*Aim*:
Copy every entry exactly as given, minus the images.

#### Supplied material

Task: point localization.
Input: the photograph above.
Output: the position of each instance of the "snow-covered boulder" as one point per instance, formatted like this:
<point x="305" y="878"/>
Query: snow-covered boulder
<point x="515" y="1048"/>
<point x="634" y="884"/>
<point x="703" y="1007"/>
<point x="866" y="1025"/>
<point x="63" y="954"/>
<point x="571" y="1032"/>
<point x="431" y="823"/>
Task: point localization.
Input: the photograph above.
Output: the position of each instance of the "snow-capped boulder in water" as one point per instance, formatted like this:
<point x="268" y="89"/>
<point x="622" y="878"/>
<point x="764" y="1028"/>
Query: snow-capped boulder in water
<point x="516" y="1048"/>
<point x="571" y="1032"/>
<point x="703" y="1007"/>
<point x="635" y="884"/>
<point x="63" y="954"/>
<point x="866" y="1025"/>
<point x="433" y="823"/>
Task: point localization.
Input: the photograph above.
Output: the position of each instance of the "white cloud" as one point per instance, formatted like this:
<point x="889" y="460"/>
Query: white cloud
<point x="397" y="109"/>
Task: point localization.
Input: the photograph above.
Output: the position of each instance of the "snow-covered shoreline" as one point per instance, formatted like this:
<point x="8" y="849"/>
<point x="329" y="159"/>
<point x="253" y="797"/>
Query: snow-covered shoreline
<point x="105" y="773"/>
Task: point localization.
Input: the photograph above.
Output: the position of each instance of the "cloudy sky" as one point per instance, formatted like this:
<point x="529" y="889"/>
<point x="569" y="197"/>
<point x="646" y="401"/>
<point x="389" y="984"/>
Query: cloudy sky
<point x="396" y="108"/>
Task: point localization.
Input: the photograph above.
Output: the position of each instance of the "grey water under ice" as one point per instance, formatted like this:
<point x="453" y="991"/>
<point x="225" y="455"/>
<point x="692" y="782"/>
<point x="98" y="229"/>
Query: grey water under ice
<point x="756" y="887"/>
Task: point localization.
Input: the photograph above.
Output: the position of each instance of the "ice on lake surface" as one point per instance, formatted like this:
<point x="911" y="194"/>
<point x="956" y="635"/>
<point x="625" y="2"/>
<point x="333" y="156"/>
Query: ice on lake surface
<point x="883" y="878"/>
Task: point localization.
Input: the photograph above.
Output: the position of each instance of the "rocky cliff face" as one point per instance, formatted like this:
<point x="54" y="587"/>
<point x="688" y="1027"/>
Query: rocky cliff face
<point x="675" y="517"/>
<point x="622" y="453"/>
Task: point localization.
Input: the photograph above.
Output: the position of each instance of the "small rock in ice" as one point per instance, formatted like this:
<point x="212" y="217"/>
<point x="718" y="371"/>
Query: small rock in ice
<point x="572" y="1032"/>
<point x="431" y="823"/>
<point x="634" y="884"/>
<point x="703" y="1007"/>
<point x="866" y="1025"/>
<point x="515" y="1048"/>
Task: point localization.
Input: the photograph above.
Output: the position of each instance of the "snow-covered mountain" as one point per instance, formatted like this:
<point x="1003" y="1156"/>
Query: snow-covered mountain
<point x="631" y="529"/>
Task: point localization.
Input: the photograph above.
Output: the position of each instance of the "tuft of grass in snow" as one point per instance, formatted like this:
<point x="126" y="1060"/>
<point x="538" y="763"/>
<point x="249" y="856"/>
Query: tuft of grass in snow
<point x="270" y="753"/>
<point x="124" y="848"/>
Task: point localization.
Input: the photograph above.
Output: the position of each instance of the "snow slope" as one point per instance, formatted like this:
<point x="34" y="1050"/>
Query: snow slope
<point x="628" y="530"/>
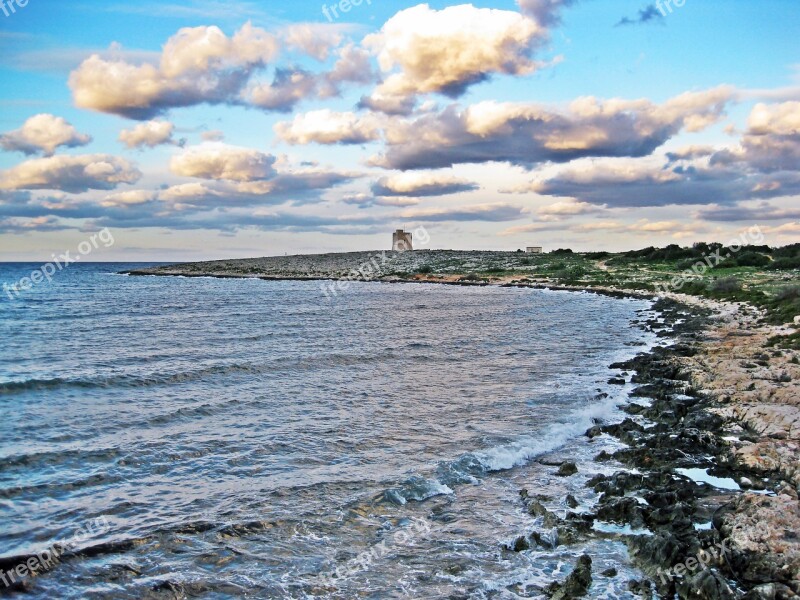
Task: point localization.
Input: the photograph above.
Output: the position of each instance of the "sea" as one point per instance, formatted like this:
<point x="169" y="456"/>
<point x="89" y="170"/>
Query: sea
<point x="168" y="437"/>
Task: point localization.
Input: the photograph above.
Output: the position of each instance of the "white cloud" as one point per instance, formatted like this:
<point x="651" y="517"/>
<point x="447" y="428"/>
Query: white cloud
<point x="43" y="133"/>
<point x="219" y="161"/>
<point x="448" y="50"/>
<point x="328" y="127"/>
<point x="421" y="184"/>
<point x="151" y="134"/>
<point x="197" y="65"/>
<point x="315" y="39"/>
<point x="128" y="198"/>
<point x="70" y="173"/>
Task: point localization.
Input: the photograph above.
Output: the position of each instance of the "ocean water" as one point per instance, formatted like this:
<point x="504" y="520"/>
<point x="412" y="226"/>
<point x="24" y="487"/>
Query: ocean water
<point x="243" y="438"/>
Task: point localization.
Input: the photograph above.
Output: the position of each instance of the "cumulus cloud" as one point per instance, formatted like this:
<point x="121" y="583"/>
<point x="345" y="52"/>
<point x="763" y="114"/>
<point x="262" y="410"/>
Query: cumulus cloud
<point x="528" y="134"/>
<point x="648" y="14"/>
<point x="566" y="208"/>
<point x="494" y="212"/>
<point x="315" y="39"/>
<point x="70" y="173"/>
<point x="43" y="133"/>
<point x="150" y="134"/>
<point x="289" y="87"/>
<point x="546" y="12"/>
<point x="197" y="65"/>
<point x="215" y="135"/>
<point x="625" y="182"/>
<point x="772" y="140"/>
<point x="129" y="198"/>
<point x="25" y="225"/>
<point x="423" y="50"/>
<point x="222" y="162"/>
<point x="421" y="184"/>
<point x="756" y="214"/>
<point x="368" y="200"/>
<point x="328" y="127"/>
<point x="298" y="185"/>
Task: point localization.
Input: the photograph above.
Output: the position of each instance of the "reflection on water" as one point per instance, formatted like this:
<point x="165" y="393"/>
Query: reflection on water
<point x="250" y="437"/>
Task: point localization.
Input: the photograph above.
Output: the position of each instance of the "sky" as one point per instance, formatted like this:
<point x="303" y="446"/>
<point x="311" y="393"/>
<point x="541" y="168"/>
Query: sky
<point x="213" y="129"/>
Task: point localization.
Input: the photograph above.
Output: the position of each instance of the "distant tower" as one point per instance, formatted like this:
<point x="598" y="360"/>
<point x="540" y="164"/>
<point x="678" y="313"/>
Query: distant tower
<point x="401" y="241"/>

########

*Written answer*:
Task: point localization.
Input: the photograph above.
Output: the position of each instance of the "snow-covered boulder" as one point per instance, formatted like this:
<point x="305" y="878"/>
Query: snow-covered boulder
<point x="515" y="1048"/>
<point x="634" y="884"/>
<point x="703" y="1007"/>
<point x="866" y="1025"/>
<point x="63" y="954"/>
<point x="571" y="1032"/>
<point x="431" y="823"/>
Task: point localization.
Input: the photograph above.
Output: the position of each instance of the "snow-capped boulder in water" as one point per instance, formatted like this:
<point x="268" y="89"/>
<point x="622" y="878"/>
<point x="764" y="1028"/>
Query: snow-capped boulder in water
<point x="516" y="1048"/>
<point x="571" y="1032"/>
<point x="703" y="1007"/>
<point x="635" y="884"/>
<point x="63" y="954"/>
<point x="866" y="1025"/>
<point x="433" y="823"/>
Task: point localization.
Input: the photograph above.
Output: the position of each instance of the "white cloud" as one point per instance, formatted like this:
<point x="889" y="460"/>
Query: white cloud
<point x="397" y="109"/>
Task: point localization.
Input: the photograph above.
Output: the position of each instance of the "snow-covered shoreline" as one point per instance, formatted like this:
<point x="8" y="849"/>
<point x="329" y="159"/>
<point x="253" y="797"/>
Query: snow-covered shoreline
<point x="105" y="773"/>
Task: point localization.
Input: the photograph above.
Output: the position of each instance of the "cloudy sky" as one point per instance, formatted like this:
<point x="529" y="889"/>
<point x="569" y="197"/>
<point x="646" y="401"/>
<point x="389" y="984"/>
Query: cloudy sky
<point x="396" y="108"/>
Task: point localization.
Input: the photograph above.
Output: the position of each instance of the "grey water under ice" as one point per instance, formatted like this:
<point x="453" y="991"/>
<point x="225" y="455"/>
<point x="692" y="782"/>
<point x="98" y="229"/>
Query: grey water under ice
<point x="756" y="887"/>
Task: point localization.
Input: the photograph above.
Output: the position of each instance of the "ice on lake surface" as one point per instance, formatted like this:
<point x="911" y="194"/>
<point x="956" y="635"/>
<point x="625" y="2"/>
<point x="333" y="156"/>
Query: ice on lake surface
<point x="883" y="878"/>
Task: point localization.
Input: the photograph above.
Output: the position of each instance of the "rocky cliff face" as one point per instance, formatted like this:
<point x="54" y="587"/>
<point x="688" y="1027"/>
Query: rocky cliff face
<point x="675" y="517"/>
<point x="622" y="453"/>
Task: point localization.
Input: the photograph above.
Output: the position of each instance of the "small rock in ice" as one point per instance, formatted like this:
<point x="212" y="217"/>
<point x="718" y="371"/>
Query: small rock in ice
<point x="572" y="1032"/>
<point x="431" y="823"/>
<point x="634" y="884"/>
<point x="703" y="1007"/>
<point x="866" y="1025"/>
<point x="515" y="1048"/>
Task: point localization.
Input: the photograph above.
Output: the position of each instance of the "snow-covered mountain" as one point per instance, formatted like this:
<point x="1003" y="1156"/>
Query: snow-covered mountain
<point x="631" y="529"/>
Task: point localization.
Input: the photograph above.
Output: the position of each instance of the "tuft of grass in snow" as one point per instance, formatted like this:
<point x="126" y="1060"/>
<point x="538" y="763"/>
<point x="249" y="856"/>
Query: tuft of grass in snow
<point x="270" y="753"/>
<point x="124" y="848"/>
Task: point localization.
Input: the photograph above.
Output: the position of each instance of the "snow slope" as one point per instance, formatted like this:
<point x="34" y="1050"/>
Query: snow slope
<point x="628" y="530"/>
Task: point localization.
Input: the photograph above.
Output: the position of each instance of the "sea" as one point per instance, formatted like this:
<point x="169" y="456"/>
<point x="89" y="170"/>
Query: sea
<point x="168" y="437"/>
Task: point localization.
Input: the photograph above.
Output: the position of each instance of the "white cloud" as one point per instance, formatted like this:
<point x="651" y="517"/>
<point x="447" y="428"/>
Query: white cloud
<point x="43" y="133"/>
<point x="219" y="161"/>
<point x="448" y="50"/>
<point x="328" y="127"/>
<point x="421" y="184"/>
<point x="151" y="134"/>
<point x="197" y="65"/>
<point x="315" y="39"/>
<point x="128" y="198"/>
<point x="70" y="173"/>
Task: point localization.
Input: the photograph above.
Output: the position of each instance of the "ocean water" as one point per instance, formatted like this:
<point x="504" y="520"/>
<point x="412" y="226"/>
<point x="24" y="487"/>
Query: ocean water
<point x="243" y="438"/>
Task: point localization.
Input: the photograph above.
Output: the position of each instance of the "cumulus cloud" as one point per instance, formatted like this:
<point x="121" y="583"/>
<point x="345" y="52"/>
<point x="763" y="114"/>
<point x="262" y="410"/>
Query: cumulus cloud
<point x="528" y="134"/>
<point x="648" y="14"/>
<point x="566" y="208"/>
<point x="494" y="212"/>
<point x="315" y="39"/>
<point x="70" y="173"/>
<point x="43" y="133"/>
<point x="150" y="134"/>
<point x="289" y="87"/>
<point x="546" y="12"/>
<point x="197" y="65"/>
<point x="215" y="135"/>
<point x="625" y="182"/>
<point x="772" y="140"/>
<point x="129" y="198"/>
<point x="25" y="225"/>
<point x="423" y="50"/>
<point x="222" y="162"/>
<point x="421" y="184"/>
<point x="756" y="214"/>
<point x="368" y="200"/>
<point x="328" y="127"/>
<point x="298" y="185"/>
Task: point localization.
Input: the photograph above.
Output: the position of each instance of the "reflection on water" as one point per instance, formatted like this:
<point x="165" y="393"/>
Query: reflection on water
<point x="250" y="437"/>
Task: point localization.
Input: the photograph above.
Output: the position of each instance of the "sky" as one point per instance, formatted like this:
<point x="303" y="446"/>
<point x="311" y="393"/>
<point x="541" y="168"/>
Query: sky
<point x="213" y="129"/>
Task: point localization.
Input: the photograph above.
Output: the position of each instance of the "distant tower" as one point per instance, formatted like this:
<point x="598" y="360"/>
<point x="540" y="164"/>
<point x="678" y="313"/>
Query: distant tower
<point x="401" y="241"/>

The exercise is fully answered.